» The records
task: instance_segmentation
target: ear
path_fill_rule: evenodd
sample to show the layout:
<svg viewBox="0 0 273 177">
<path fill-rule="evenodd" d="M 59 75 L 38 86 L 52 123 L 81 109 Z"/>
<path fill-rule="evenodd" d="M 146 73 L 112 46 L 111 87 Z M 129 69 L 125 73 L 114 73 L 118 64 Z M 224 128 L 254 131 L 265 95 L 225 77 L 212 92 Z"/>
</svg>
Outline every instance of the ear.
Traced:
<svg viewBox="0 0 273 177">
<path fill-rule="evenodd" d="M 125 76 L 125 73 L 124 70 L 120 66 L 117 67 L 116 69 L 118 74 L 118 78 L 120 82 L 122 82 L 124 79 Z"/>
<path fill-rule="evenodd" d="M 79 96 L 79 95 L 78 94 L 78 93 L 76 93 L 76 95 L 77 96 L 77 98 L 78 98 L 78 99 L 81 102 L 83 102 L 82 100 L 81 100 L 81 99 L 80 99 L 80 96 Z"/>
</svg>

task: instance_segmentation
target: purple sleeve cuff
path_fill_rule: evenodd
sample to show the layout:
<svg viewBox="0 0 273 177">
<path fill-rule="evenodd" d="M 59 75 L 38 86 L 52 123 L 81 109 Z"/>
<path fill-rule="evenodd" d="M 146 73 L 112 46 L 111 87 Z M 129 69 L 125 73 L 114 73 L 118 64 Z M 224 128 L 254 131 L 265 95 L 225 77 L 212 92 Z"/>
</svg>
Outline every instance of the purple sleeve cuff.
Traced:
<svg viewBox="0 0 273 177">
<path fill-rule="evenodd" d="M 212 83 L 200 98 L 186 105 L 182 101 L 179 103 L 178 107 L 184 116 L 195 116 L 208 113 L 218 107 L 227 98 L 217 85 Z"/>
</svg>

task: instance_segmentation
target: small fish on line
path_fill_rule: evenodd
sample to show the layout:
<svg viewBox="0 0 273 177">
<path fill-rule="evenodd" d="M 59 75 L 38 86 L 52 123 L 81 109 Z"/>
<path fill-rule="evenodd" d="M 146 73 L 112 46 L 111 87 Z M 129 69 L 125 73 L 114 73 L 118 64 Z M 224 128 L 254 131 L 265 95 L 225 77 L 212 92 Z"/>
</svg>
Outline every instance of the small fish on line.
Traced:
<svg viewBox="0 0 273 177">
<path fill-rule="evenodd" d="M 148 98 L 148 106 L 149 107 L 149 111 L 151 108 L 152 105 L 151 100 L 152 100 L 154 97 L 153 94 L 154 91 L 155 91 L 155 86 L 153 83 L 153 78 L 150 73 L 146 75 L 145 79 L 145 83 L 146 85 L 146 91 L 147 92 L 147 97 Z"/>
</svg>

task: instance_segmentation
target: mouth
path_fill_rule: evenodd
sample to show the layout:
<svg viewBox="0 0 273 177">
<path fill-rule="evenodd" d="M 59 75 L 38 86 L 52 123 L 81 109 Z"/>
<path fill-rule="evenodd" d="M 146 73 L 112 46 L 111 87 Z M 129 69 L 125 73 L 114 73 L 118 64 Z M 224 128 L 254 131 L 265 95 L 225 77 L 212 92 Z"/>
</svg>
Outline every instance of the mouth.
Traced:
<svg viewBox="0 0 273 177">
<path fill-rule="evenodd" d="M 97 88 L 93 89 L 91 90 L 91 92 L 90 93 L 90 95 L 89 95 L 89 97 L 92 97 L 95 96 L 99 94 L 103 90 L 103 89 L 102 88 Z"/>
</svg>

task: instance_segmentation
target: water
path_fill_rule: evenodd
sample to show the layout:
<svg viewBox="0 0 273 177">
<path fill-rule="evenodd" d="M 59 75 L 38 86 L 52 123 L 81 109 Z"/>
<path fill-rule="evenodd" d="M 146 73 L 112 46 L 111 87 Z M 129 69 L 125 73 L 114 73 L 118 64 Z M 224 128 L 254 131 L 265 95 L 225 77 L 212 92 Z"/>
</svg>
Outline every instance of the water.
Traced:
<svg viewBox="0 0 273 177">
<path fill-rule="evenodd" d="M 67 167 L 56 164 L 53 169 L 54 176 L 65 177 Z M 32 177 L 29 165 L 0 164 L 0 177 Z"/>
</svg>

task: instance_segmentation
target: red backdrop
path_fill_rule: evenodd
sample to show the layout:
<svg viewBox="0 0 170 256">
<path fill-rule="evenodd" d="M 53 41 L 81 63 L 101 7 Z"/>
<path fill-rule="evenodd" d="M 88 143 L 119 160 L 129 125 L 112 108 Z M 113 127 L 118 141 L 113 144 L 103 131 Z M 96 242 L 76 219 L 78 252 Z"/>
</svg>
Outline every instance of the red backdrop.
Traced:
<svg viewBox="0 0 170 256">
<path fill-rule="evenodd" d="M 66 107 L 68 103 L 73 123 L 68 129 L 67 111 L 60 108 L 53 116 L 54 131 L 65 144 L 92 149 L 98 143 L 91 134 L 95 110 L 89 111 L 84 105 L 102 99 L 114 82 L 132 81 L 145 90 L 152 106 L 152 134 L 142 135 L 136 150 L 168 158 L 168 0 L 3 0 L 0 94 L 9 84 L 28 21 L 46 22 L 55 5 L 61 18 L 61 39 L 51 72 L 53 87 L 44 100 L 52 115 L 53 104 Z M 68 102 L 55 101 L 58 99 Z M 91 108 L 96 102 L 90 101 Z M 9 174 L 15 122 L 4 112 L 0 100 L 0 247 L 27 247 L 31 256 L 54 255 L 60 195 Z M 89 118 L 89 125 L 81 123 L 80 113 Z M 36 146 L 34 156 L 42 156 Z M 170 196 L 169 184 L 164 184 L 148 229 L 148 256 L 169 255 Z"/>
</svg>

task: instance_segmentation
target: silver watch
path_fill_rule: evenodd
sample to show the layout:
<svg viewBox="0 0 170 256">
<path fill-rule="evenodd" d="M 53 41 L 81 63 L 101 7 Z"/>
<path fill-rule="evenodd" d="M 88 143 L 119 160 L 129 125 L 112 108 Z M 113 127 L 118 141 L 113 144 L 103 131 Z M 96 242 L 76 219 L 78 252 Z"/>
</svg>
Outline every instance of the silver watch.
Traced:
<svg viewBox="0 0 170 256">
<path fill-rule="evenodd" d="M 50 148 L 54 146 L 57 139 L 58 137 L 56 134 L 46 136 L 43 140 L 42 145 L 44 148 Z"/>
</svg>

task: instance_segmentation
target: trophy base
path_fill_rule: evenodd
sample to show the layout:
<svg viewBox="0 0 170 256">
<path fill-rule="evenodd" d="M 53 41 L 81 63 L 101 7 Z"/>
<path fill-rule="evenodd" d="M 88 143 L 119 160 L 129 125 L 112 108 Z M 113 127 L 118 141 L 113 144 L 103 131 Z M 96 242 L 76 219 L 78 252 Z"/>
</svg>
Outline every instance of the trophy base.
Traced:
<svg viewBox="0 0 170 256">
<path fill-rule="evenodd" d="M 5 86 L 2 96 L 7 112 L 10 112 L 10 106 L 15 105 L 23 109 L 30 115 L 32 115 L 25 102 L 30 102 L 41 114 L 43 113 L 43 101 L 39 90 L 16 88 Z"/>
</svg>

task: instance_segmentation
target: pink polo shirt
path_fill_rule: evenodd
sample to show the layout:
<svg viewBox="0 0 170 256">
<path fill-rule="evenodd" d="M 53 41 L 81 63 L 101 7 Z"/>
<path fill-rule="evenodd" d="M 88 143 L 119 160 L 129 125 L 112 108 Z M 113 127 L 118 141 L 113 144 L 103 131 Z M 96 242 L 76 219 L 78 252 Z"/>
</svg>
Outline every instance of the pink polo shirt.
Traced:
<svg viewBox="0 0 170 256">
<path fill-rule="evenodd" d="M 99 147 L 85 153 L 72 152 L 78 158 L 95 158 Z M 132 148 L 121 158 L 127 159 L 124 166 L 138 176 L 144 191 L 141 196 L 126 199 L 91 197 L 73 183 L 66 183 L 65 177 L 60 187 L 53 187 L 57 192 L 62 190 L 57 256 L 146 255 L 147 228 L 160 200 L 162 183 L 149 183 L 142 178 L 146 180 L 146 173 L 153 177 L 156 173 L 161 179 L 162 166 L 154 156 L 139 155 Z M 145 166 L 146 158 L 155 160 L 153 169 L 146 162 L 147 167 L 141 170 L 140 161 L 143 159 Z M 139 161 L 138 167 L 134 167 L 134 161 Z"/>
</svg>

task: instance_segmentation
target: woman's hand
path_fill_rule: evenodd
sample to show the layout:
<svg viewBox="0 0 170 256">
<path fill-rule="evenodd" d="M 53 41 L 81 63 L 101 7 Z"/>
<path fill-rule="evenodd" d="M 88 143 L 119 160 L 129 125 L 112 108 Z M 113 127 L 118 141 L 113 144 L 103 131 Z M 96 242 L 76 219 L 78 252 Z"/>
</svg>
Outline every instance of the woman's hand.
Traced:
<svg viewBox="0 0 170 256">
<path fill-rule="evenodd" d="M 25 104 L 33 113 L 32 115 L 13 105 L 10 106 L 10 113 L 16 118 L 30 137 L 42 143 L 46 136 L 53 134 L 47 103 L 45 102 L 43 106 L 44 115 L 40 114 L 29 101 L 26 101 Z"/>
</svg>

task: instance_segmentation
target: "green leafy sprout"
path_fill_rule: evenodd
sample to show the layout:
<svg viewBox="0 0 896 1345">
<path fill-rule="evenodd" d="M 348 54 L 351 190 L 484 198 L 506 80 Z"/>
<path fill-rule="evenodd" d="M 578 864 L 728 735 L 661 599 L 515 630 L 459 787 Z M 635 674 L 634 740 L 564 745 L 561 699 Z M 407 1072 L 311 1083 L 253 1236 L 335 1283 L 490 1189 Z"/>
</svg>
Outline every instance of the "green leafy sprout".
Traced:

» Exercise details
Count the lines of the records that contain the string "pink". Give only the number.

» Complete response
2